- TRECHO FORNECIDO:
Jurisprudência em Destaque
STJ. 1ª Seção. Desapropriação. Administrativo. Terras de fronteira. Debate acerca da propriedade pública dos imóveis. Possibilidade. Condição da ação: possibilidade jurídica do pedido. Considerações do Min. Hermann Benjamin sobre o tema. Dec.-lei 3.365/1941, arts. 20 e 34. Inaplicabilidade. Súmula 477/STF. CPC, art. 267, VI.
A situação de fundo gira em torno das centenas de desapropriações promovidas pelo INCRA na região de fronteira do Estado do Paraná.
A Segunda Turma vem interpretando estritamente o art. 20 do Dec.-lei 3.365/1941, excluindo, portanto, a possibilidade de discussão quanto ao domínio do imóvel expropriado, mesmo nessa hipótese excepcional, em que o INCRA alega que o bem é da própria União.
Ao relatar o REsp 751.141/PR (j. 19.6.2007), já havia me posicionado no sentido de que o debate refere-se a uma das condições da ação, conforme o entendimento adotado pela Primeira Turma, o que permitiria sua análise na própria Ação de Desapropriação. No entanto, aquele Recurso foi provido com base no art. 535 do CPC, apenas para que o Tribunal de origem se manifestasse a respeito dessa importante questão, essencial para o deslinde da demanda.
Nos casos em que a Segunda Turma efetivamente debruçou-se sobre a questão de fundo, passei a acompanhar o entendimento do colegiado, fazendo a ressalva quanto à minha interpretação da legislação federal (v.g. REsp 1.019.321/PR, j. 13.6.2008).
Há, no entanto, notório dissídio entre o posicionamento das duas Turmas: uma reconhece a possibilidade excepcional do debate sobre a dominialidade, desde que trazida aos autos pela Autoridade expropriante; a outra, em sentido oposto, o nega. É essa interpretação divergente que a Primeira Seção deve solucionar. Saliento que os Embargos de Divergência referem-se exclusivamente a tal questão jurídica.
Para maior clareza, discorrerei, inicialmente, sobre o histórico dessas desapropriações. A seguir, analisarei o disposto nos arts. 20 e 34 do Dec.-lei 3.365/1941 e a hipótese trazida a julgamento.
1. Breve histórico
Nas inúmeras demandas relacionadas ao tema, ficou consignado que o Estado do Paraná titularizou, na década de 1950, as terras de fronteira ora em litígio em favor de diversos particulares.
Ocorre que os agraciados pelo suposto domínio dessas terras não correspondiam, no mais das vezes, àqueles que já a ocupavam.
Deflagrou-se, então, grande conflito pela posse e pelo domínio das áreas.
A União, com o intuito de pacificar a situação, resolveu desapropriar os imóveis na década de 1970 e retitulá-los em favor de determinados possuidores. Para tanto, foram publicados decretos de interesse social (Decretos 75.280/1975 e 81.782/1978), abarcando dezenas de milhares de hectares a serem expropriados.

- REGISTROS BRUTOS:
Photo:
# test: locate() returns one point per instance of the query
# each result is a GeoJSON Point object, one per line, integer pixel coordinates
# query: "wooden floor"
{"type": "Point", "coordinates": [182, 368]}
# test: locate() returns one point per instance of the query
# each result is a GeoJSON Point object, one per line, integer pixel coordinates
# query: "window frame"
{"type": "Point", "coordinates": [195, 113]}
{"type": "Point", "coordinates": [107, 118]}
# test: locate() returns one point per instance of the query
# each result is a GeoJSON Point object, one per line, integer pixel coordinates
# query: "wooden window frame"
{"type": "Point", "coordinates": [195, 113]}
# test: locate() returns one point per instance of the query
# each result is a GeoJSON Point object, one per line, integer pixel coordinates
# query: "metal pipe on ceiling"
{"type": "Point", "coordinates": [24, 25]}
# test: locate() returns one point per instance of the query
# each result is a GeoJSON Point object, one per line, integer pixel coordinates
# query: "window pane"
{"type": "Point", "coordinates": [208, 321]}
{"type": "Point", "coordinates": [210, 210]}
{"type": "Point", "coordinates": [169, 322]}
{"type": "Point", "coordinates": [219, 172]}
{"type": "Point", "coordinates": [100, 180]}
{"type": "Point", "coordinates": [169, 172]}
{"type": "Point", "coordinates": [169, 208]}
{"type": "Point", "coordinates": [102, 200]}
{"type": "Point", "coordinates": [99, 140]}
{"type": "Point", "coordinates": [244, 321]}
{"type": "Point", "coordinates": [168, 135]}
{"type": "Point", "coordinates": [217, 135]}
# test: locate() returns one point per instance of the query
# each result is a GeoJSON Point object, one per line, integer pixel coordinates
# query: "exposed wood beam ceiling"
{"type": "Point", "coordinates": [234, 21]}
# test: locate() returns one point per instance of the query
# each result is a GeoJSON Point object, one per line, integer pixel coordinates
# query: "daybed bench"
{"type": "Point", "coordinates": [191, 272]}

- REQUISITOS DAS TAREFAS:
A. Transcreva, do trecho sobre as desapropriações de fronteira, a passagem que vai de "1. Breve histórico" até "a serem expropriados.".
B. Segundo o trecho sobre as desapropriações de fronteira, por que se deflagrou um grande conflito pela posse e pelo domínio das áreas? Responda em uma a três frases.

- RESPOSTAS POR TAREFA:
A.
1. Breve histórico
Nas inúmeras demandas relacionadas ao tema, ficou consignado que o Estado do Paraná titularizou, na década de 1950, as terras de fronteira ora em litígio em favor de diversos particulares.
Ocorre que os agraciados pelo suposto domínio dessas terras não correspondiam, no mais das vezes, àqueles que já a ocupavam.
Deflagrou-se, então, grande conflito pela posse e pelo domínio das áreas.
A União, com o intuito de pacificar a situação, resolveu desapropriar os imóveis na década de 1970 e retitulá-los em favor de determinados possuidores. Para tanto, foram publicados decretos de interesse social (Decretos 75.280/1975 e 81.782/1978), abarcando dezenas de milhares de hectares a serem expropriados.

B. Na década de 1950, o Estado do Paraná titulou as terras de fronteira em favor de diversos particulares. No mais das vezes, esses beneficiários não correspondiam àqueles que já ocupavam as terras, o que deflagrou o conflito.